CHALLENGE =
Make an exact copy of all the records.

RECORDED DATA =

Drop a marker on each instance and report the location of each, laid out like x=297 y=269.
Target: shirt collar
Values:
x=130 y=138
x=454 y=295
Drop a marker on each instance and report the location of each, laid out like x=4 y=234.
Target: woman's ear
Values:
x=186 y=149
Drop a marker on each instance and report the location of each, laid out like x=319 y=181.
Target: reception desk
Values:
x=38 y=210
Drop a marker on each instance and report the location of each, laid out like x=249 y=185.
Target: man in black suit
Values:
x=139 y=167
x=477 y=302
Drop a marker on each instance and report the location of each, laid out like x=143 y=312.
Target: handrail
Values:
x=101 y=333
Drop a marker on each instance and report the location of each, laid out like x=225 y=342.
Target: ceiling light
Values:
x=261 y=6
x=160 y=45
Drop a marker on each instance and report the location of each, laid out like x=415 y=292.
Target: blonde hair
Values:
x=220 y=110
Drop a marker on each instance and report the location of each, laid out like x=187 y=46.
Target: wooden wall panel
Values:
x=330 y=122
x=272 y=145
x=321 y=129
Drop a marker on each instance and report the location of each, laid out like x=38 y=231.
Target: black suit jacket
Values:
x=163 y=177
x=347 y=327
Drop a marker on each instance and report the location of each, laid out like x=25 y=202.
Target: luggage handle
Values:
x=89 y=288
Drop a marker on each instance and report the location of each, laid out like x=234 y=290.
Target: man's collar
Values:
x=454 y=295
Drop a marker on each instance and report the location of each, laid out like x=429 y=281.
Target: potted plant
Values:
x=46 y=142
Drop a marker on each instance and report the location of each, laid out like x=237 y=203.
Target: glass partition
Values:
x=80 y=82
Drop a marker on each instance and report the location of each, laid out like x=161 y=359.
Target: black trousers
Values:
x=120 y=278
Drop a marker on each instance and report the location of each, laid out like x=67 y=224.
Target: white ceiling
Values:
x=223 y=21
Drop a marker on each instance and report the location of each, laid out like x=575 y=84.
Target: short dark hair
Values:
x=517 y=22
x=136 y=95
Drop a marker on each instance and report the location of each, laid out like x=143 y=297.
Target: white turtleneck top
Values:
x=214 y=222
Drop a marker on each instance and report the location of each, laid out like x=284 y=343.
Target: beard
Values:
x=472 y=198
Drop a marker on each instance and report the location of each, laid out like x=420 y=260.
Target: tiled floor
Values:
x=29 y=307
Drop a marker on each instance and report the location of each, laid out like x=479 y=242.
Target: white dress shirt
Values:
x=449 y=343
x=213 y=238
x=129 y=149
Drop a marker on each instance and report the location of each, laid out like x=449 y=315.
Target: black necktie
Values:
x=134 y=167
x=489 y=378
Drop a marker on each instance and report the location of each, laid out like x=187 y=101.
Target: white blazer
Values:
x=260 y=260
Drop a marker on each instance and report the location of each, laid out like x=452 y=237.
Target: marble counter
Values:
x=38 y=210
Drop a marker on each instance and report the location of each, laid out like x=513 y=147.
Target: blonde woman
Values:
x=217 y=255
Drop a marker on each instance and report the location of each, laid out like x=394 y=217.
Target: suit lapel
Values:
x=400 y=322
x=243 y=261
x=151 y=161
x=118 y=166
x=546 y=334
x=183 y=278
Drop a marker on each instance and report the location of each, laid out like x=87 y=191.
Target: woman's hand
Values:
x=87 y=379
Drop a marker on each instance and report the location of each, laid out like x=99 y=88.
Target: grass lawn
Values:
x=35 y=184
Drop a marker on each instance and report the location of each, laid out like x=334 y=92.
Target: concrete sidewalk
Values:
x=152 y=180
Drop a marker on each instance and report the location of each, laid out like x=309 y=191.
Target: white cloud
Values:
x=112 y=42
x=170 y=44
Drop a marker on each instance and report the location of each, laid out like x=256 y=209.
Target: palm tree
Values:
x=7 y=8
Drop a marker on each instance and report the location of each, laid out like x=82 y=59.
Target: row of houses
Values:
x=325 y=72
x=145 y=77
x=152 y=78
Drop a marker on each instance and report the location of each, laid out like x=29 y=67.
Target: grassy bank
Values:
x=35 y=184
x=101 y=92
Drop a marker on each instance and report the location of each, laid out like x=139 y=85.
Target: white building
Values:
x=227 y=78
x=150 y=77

COMPLETE RESPONSE =
Drop a marker on each instance and report the location of each, laid out like x=297 y=269.
Target: shirt collar
Values:
x=130 y=138
x=454 y=295
Drop a marker on each instance and report the location of each, laid out like x=4 y=234.
Target: woman's ear
Values:
x=186 y=149
Drop a marker on each instance and report the location of each, laid out like x=319 y=181.
Target: reception desk
Values:
x=38 y=210
Drop a marker on each instance and report the location of each, laid out like x=249 y=185.
Target: man in black suit
Values:
x=139 y=167
x=477 y=302
Drop a marker on each instance and report the location of each, laid out like x=143 y=312.
Target: handrail
Values:
x=101 y=333
Drop a marker on each instance and report the location of each, laid out like x=225 y=342.
Target: ceiling light
Values:
x=261 y=6
x=160 y=45
Drop a marker on each instance and report the location of each, laid out like x=415 y=292.
Target: blonde hair
Values:
x=220 y=110
Drop a marker on each instance and report the location of each, laid out like x=187 y=46.
Target: wooden wall panel
Values:
x=330 y=122
x=272 y=145
x=321 y=129
Drop a marker on each instance and report the location of each, laid out like x=38 y=231.
Target: black suit jacket
Values:
x=163 y=177
x=347 y=327
Drop a marker on each instance and report the location of each, laid out like x=25 y=202.
Target: luggage handle
Values:
x=89 y=288
Drop a marker on each instance and report the location of each, laid out like x=234 y=290.
Target: man's collar
Values:
x=454 y=295
Drop a marker on each instance and report the location of each, laid out like x=429 y=281.
Target: potted plant
Values:
x=46 y=142
Drop a marker on each instance and report the location of each, laid out like x=237 y=203.
Target: glass partition
Values:
x=80 y=82
Drop a marker on each instance and report the location of each, laid out like x=161 y=359.
Target: black trousers
Values:
x=120 y=278
Drop a marker on each instance and report the location of each, laid out like x=67 y=224.
Target: white ceiling
Values:
x=223 y=21
Drop a marker on each instance and report the location of each, laid out like x=575 y=84.
Target: short dark hair
Values:
x=517 y=22
x=136 y=95
Drop a marker on each instance and report the location of each, laid out like x=143 y=297.
Target: white turtleneck top
Values:
x=214 y=222
Drop a marker on each instance and report the location of each, laid out like x=284 y=343.
Target: beard
Values:
x=472 y=198
Drop a marker on each instance and report the location of each, laid out like x=420 y=260.
Target: tiled floor
Values:
x=29 y=307
Drop a marker on each instance and report the location of each, laid out like x=479 y=242.
Target: white dress shirt
Values:
x=449 y=343
x=213 y=238
x=129 y=149
Drop a marker on each instance and report the location of each, laid out like x=449 y=315.
Target: black necktie
Values:
x=134 y=167
x=489 y=378
Drop a marker on each instance and report the location of each, laid out like x=187 y=101.
Target: white blazer
Values:
x=260 y=260
Drop a marker on each instance and report the location of each, laid out like x=452 y=237.
Target: marble counter
Values:
x=38 y=210
Drop a marker on each instance and report the location of each, laid out like x=513 y=147.
Target: blonde woman
Values:
x=217 y=255
Drop a marker on each instance and report the location of each, laid out like x=394 y=217.
Target: suit lapel
Values:
x=400 y=322
x=243 y=261
x=151 y=161
x=118 y=166
x=546 y=334
x=183 y=278
Drop a marker on each instance and report the location of each, laid out like x=87 y=191.
Target: woman's hand
Values:
x=87 y=379
Drop a marker on each instance and report the location of each, laid out like x=99 y=88.
Target: grass lawn
Values:
x=35 y=184
Drop a marker on each instance and report the location of each, laid out like x=334 y=92.
Target: concrete sidewalk
Values:
x=152 y=180
Drop a marker on each instance and report the location of each, laid out like x=309 y=191.
Target: white cloud
Values:
x=112 y=42
x=170 y=44
Drop a marker on each instance and report the location of each, laid out like x=256 y=209.
Target: palm tree
Values:
x=7 y=8
Drop a marker on each instance and report the location of each, laid out like x=82 y=59.
Target: row of houses
Values:
x=325 y=72
x=145 y=77
x=152 y=78
Drop a marker on each instance and report the location of each, laid out like x=29 y=67.
Target: grassy bank
Values:
x=35 y=184
x=101 y=92
Drop a marker on each instance and report the location of each, laid out like x=139 y=85.
Target: white building
Values:
x=227 y=78
x=150 y=77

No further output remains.